→ **EXERCISE INSTRUCTIONS**: Copy out everything from the start of the material down to the line containing "Now the yellow", with "sidewall stripe" changed to "sidewall band" and nothing else altered. Return only those lines.

→ **MATERIAL PROVIDED**:

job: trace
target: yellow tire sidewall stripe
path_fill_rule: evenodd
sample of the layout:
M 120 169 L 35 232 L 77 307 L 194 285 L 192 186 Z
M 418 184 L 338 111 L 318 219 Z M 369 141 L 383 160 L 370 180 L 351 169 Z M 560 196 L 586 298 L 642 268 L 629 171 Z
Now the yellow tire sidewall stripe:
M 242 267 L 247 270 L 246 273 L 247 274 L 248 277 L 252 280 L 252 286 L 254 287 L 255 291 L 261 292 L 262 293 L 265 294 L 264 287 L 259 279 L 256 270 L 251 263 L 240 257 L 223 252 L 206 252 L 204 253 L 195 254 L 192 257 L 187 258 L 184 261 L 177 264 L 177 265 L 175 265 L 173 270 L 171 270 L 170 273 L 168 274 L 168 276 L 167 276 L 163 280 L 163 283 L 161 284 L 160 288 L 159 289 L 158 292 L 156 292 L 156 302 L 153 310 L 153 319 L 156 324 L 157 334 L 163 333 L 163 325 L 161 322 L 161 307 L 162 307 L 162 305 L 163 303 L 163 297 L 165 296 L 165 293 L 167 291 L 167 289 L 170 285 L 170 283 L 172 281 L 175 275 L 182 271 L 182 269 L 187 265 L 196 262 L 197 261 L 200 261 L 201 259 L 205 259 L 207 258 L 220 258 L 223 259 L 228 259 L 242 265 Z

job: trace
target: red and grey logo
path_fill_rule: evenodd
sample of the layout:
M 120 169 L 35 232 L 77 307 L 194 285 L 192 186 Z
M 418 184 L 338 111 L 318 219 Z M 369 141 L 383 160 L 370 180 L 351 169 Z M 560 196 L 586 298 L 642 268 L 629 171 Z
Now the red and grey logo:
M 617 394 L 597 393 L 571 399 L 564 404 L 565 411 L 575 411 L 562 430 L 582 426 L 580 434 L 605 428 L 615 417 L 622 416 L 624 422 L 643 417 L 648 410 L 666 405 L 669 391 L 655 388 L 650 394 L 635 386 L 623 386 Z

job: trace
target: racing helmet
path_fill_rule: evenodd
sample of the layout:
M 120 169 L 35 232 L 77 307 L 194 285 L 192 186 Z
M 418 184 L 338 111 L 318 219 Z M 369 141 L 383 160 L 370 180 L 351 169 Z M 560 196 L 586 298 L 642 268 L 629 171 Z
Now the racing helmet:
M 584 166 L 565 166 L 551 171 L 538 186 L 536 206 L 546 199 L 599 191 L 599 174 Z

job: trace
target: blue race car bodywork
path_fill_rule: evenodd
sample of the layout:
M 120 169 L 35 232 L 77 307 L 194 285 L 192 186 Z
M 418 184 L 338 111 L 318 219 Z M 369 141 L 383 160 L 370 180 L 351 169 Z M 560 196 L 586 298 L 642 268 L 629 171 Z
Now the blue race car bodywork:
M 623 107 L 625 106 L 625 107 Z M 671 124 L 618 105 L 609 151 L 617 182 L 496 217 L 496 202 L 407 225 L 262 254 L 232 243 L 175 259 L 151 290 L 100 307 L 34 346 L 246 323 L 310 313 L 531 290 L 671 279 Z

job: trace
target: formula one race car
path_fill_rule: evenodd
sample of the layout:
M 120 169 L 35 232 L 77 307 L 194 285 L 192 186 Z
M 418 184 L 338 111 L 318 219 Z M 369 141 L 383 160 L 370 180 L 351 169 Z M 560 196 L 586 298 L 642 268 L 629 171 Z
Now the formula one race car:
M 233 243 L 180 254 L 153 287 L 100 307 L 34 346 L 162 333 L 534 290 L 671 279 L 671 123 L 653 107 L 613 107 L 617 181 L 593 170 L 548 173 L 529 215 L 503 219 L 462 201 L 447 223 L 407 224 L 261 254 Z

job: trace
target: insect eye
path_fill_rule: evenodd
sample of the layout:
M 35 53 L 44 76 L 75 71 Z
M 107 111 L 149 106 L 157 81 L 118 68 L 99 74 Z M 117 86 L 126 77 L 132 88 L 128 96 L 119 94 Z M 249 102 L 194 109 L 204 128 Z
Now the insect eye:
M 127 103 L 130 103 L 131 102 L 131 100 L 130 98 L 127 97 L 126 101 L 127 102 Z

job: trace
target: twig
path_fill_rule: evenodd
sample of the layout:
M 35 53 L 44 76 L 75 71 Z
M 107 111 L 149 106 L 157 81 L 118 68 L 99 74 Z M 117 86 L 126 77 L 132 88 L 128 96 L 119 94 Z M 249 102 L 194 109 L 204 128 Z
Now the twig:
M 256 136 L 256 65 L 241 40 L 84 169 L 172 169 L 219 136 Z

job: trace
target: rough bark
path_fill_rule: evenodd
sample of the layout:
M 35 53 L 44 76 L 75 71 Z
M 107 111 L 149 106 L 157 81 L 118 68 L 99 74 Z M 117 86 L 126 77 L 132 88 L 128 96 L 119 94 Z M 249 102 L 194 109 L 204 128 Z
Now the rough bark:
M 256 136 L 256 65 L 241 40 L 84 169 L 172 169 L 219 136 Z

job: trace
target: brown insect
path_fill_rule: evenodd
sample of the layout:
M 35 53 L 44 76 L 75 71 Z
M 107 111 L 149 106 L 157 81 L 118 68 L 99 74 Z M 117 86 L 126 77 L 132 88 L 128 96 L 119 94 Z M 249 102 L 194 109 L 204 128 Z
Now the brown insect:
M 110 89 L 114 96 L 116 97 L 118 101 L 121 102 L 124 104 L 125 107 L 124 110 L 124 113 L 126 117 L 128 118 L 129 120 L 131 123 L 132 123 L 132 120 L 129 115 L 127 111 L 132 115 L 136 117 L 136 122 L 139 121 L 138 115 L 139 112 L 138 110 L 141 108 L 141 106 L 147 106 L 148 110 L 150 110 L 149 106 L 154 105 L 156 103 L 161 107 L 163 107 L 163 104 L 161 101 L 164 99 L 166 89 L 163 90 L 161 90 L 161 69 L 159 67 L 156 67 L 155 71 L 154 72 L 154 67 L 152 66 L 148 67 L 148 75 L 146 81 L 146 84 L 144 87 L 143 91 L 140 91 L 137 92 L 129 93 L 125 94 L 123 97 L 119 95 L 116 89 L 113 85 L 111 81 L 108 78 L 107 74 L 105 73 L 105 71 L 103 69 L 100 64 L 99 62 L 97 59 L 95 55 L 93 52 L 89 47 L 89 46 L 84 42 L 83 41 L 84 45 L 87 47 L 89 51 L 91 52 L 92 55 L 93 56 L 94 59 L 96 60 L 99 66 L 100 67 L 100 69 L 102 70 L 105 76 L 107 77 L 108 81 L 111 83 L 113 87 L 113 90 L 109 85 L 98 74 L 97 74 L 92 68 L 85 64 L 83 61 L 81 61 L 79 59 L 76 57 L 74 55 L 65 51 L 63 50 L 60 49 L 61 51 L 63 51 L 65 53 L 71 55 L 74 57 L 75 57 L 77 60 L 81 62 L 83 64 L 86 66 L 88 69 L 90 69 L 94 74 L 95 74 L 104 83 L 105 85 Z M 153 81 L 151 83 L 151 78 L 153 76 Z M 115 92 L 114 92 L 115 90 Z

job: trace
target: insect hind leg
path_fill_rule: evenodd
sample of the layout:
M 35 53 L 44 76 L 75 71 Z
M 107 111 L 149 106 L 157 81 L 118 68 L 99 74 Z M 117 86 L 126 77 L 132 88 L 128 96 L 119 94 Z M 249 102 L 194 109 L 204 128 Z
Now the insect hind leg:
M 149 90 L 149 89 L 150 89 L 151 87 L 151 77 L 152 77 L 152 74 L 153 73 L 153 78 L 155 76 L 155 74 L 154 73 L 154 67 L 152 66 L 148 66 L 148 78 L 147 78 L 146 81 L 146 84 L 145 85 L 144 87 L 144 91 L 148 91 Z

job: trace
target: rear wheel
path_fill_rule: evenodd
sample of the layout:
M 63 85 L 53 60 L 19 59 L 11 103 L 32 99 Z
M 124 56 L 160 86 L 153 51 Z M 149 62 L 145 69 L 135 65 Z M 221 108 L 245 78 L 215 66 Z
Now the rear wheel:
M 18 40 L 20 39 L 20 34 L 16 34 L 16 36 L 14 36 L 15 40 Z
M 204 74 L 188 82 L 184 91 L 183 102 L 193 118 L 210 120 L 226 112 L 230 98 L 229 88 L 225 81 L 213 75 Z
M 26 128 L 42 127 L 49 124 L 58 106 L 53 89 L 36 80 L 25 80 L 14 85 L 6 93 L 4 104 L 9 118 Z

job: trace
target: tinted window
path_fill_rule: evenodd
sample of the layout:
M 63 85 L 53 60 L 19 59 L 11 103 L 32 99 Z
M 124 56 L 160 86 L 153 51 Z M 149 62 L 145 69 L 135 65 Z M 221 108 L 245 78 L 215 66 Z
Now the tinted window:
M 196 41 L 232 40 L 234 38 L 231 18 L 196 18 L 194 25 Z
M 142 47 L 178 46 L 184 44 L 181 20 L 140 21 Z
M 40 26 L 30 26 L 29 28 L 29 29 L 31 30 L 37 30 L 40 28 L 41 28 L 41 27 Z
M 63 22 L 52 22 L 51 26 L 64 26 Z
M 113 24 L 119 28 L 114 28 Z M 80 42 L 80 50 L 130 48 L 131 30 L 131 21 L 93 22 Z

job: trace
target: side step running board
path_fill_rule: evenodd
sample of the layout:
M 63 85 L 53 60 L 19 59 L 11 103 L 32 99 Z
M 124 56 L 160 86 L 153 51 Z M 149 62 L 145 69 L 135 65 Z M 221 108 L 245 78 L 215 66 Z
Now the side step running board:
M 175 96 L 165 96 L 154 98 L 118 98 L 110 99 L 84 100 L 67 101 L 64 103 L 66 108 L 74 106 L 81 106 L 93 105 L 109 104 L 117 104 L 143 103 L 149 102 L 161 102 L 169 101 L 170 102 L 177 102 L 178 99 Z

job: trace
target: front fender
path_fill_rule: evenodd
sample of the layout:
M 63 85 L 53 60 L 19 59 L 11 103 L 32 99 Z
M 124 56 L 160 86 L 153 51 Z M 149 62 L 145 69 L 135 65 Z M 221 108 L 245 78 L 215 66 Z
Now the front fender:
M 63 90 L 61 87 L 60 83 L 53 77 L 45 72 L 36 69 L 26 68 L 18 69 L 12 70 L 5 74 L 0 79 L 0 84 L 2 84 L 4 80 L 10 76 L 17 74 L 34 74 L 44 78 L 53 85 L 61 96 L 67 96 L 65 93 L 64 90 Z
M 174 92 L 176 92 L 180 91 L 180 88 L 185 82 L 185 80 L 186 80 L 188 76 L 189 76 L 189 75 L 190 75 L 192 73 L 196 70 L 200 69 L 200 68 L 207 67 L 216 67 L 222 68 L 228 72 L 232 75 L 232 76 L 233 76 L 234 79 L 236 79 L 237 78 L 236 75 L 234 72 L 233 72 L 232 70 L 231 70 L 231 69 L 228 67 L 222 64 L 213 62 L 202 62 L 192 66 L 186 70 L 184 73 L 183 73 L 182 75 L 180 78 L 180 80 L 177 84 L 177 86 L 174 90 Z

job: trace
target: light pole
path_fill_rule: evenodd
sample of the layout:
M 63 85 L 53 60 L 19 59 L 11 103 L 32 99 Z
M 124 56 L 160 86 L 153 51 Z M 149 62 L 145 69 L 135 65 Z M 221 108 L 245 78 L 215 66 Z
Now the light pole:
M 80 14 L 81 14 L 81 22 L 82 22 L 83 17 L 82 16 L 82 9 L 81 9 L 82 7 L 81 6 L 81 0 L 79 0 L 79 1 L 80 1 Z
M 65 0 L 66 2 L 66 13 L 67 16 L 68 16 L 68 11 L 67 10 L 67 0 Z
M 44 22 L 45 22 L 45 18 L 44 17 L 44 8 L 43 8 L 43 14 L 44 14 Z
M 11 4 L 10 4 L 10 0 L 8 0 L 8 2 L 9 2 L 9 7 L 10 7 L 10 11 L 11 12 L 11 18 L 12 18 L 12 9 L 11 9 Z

→ **RESULT OF THIS EXERCISE**:
job: trace
target: yellow tire sidewall band
path_fill_rule: evenodd
sample of the layout:
M 120 169 L 35 232 L 77 307 L 194 285 L 192 186 Z
M 418 184 L 338 111 L 318 219 Z M 369 141 L 383 160 L 370 180 L 351 169 Z M 560 196 L 586 298 L 642 268 L 629 171 Z
Now the yellow tire sidewall band:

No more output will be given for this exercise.